**What is needed:** Copy every one of the following records word for word.
*** Data to use ***
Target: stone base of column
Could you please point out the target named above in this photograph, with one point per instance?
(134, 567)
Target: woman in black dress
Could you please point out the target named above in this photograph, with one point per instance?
***
**Final result:**
Target: stone base of column
Could you please point out the target named above in this photograph, with one point per instance?
(134, 567)
Target: woman in black dress
Could you please point out the target named above in this photograph, with one point per instance?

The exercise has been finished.